**MATERIAL PROVIDED**
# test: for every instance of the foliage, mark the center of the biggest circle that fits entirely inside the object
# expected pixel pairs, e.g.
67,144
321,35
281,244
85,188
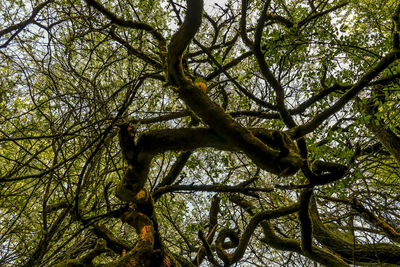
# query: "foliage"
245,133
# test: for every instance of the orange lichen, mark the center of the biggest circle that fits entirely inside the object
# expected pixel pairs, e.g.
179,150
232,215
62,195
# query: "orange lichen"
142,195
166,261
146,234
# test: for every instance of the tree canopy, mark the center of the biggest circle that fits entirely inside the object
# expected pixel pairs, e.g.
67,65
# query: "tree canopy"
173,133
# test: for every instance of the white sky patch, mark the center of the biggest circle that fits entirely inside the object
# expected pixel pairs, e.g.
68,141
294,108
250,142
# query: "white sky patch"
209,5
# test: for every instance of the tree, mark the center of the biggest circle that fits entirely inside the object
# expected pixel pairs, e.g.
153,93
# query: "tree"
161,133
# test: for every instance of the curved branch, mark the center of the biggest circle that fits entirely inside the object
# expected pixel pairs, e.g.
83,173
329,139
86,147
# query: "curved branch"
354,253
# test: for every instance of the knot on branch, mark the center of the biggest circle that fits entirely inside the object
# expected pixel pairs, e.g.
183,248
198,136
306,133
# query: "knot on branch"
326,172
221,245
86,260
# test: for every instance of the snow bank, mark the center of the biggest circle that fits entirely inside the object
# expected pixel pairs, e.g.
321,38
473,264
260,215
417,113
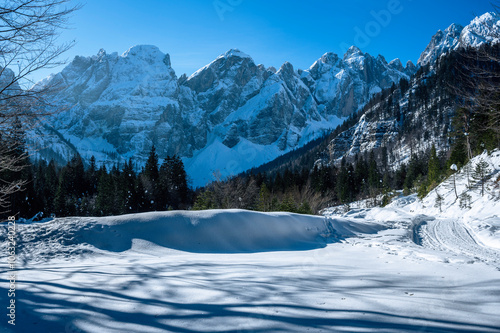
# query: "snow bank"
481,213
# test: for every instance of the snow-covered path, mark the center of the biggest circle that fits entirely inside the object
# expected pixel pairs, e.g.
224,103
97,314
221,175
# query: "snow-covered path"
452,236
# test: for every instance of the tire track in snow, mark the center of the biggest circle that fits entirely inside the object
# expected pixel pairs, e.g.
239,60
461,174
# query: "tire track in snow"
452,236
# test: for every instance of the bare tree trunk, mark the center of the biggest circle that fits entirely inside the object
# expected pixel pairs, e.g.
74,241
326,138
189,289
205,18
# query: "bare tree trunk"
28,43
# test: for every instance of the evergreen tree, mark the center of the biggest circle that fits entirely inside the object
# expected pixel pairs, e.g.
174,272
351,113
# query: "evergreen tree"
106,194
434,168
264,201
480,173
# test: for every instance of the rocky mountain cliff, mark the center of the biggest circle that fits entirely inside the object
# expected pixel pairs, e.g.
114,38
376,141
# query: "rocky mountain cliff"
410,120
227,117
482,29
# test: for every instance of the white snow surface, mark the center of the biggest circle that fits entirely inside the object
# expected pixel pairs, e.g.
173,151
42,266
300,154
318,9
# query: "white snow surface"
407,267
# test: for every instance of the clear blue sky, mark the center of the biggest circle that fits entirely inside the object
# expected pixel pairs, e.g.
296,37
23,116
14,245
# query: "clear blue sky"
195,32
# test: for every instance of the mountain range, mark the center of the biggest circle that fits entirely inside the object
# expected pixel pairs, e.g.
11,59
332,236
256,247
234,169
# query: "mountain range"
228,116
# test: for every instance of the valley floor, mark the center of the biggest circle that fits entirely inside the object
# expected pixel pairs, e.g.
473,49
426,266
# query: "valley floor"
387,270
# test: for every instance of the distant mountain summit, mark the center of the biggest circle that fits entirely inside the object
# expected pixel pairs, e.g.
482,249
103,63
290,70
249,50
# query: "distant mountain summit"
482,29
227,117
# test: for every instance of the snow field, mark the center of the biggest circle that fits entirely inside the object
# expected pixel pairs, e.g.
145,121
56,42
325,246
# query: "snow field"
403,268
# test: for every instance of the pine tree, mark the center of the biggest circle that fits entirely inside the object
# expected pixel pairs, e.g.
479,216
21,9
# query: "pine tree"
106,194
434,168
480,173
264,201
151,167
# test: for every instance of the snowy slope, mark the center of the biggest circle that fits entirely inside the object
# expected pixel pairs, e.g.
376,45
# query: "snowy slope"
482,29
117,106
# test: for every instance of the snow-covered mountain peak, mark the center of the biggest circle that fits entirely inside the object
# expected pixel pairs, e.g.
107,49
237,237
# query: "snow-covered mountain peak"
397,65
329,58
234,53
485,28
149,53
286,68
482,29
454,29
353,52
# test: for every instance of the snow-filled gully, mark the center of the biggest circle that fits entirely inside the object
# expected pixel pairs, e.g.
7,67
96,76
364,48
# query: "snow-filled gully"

**EXERCISE GOAL**
Could you arrange the material above as a JSON list of strings, one per line, with blank lines and the pictures left out?

**WRITTEN SOLUTION**
[
  "# test: for every instance of the foliage, mark the center of the biggest circle that fits entirely inside the object",
  "# expected pixel pairs, e.g.",
  "67,144",
  "321,35",
  "281,244",
  "85,188",
  "# query: \"foliage\"",
  "245,133",
  "# test: for every instance of the orange lichen, mark the center of the biggest circle that fits entirely inside the object",
  "# expected pixel pairs, e.g.",
  "179,150",
  "232,215",
  "62,195",
  "# query: \"orange lichen\"",
  "142,195",
  "166,261",
  "146,234",
  "# test: for every instance of the tree canopy, mark the center of the biggest circle that fits entirely inside the object",
  "# expected pixel pairs, e.g.",
  "67,65",
  "# query: \"tree canopy\"",
  "173,133",
  "# test: for every instance of the white sky patch, mark the center of the biggest circle that fits entirely inside the object",
  "# expected pixel pairs, e.g.",
  "68,141",
  "294,108",
  "250,142",
  "# query: \"white sky patch\"",
  "209,5",
  "# test: for every instance of the tree, mark the center of the biggest circle that fits entirely inside the object",
  "# expected pixel pairs, e.g.",
  "153,93",
  "# query: \"tree\"",
  "161,133",
  "# test: for every instance of the curved branch, mark the center of the biggest circle that fits entirely inside the object",
  "# expected pixel pairs, e.g.",
  "83,173",
  "329,139",
  "86,147",
  "# query: \"curved branch\"",
  "354,253",
  "# test: for every instance of the knot on branch, mark the center of the biggest circle that fits entirely inside the object",
  "# expected pixel pairs, e.g.",
  "183,248",
  "198,136",
  "306,133",
  "# query: \"knot on branch\"",
  "326,172",
  "221,245",
  "86,260",
  "# test: for every instance of the snow bank, mark the center of the biggest circle that fits entirely inside the object",
  "# expected pixel pairs, e.g.",
  "321,38",
  "473,264",
  "260,215",
  "417,113",
  "# query: \"snow bank\"",
  "481,213",
  "# test: for every instance of the snow-covered path, mark the center of the biggest circle that fits entirely inside the object",
  "# expected pixel pairs, e.g.",
  "224,103",
  "97,314",
  "221,175",
  "# query: \"snow-covered path\"",
  "452,236",
  "# test: for every instance of the tire track in snow, mark the center of the biggest circle that fits entirely inside the object",
  "# expected pixel pairs, e.g.",
  "239,60",
  "461,174",
  "# query: \"tire track in snow\"",
  "452,236",
  "# test: for every instance of the bare tree trunk, mark the center of the biggest circle that fits entirely inside the object",
  "# expected pixel pairs, e.g.",
  "74,241",
  "326,138",
  "189,289",
  "205,18",
  "# query: \"bare tree trunk\"",
  "28,43",
  "# test: for every instance of the evergreen tree, mark the center of the biggest circle that fits entirely inside the object",
  "# expected pixel pairs, e.g.",
  "174,272",
  "351,113",
  "# query: \"evergreen tree\"",
  "106,194",
  "434,168",
  "264,201",
  "480,173",
  "# test: for every instance of the rocky mountain cliff, mark the center of the biggest circle that fits entirely inside the object",
  "# expected pixel pairs, e.g.",
  "114,38",
  "376,141",
  "# query: \"rocky mountain cliff\"",
  "410,120",
  "227,117",
  "482,29",
  "# test: for every instance of the white snow surface, mark the center of the biggest circle that fits entirely inside the object",
  "# expected pixel pairs, e.g.",
  "173,151",
  "42,266",
  "300,154",
  "318,9",
  "# query: \"white snow surface\"",
  "407,267",
  "# test: for every instance of the clear blue sky, mark the center of the biggest circle that fits entirely inside the object",
  "# expected pixel pairs, e.g.",
  "296,37",
  "23,116",
  "14,245",
  "# query: \"clear blue sky\"",
  "195,32",
  "# test: for every instance of the mountain range, mark the center of the biggest circle that fits entirely inside the object",
  "# expected pixel pairs, e.g.",
  "11,59",
  "332,236",
  "256,247",
  "234,169",
  "# query: \"mountain range\"",
  "228,116",
  "# test: for every instance of the valley floor, mark the center of the biggest circle that fits entirely inside the object",
  "# expected pixel pairs, e.g.",
  "473,49",
  "426,266",
  "# query: \"valley floor\"",
  "387,270",
  "# test: for every instance of the distant mountain summit, mark the center of the biggest circle that fits entirely inside the object",
  "# expected pixel pairs, e.g.",
  "482,249",
  "103,63",
  "290,70",
  "249,50",
  "# query: \"distant mountain summit\"",
  "482,29",
  "227,117",
  "# test: for every instance of the snow field, mark the center of the biggest circle that fits entirely inside the object",
  "# expected pixel pairs, e.g.",
  "145,121",
  "56,42",
  "325,246",
  "# query: \"snow field\"",
  "403,268",
  "# test: for every instance of the pine tree, mark the center of the biggest circle that fits entirely inside the object",
  "# expected pixel pairs, e.g.",
  "479,216",
  "21,9",
  "# query: \"pine tree\"",
  "106,194",
  "434,168",
  "480,173",
  "264,201",
  "151,167",
  "# test: for every instance of the snowy slope, mark the center of the biggest circle that fits entirely inside the object",
  "# expected pixel pairs, e.g.",
  "376,45",
  "# query: \"snowy slope\"",
  "482,29",
  "117,106",
  "# test: for every instance of the snow-covered mountain peak, mark the center of the biggest circle that fits entirely inside the object",
  "# expected pixel pairs, e.g.",
  "107,49",
  "237,237",
  "# query: \"snow-covered mountain peak\"",
  "397,65",
  "329,58",
  "234,53",
  "485,28",
  "149,53",
  "286,68",
  "482,29",
  "454,29",
  "353,52",
  "# test: for every instance of the snow-filled gully, mark the center of the biggest circle that fits entirely inside the object",
  "# expected pixel pairs, e.g.",
  "7,67",
  "96,76",
  "364,48",
  "# query: \"snow-filled gully\""
]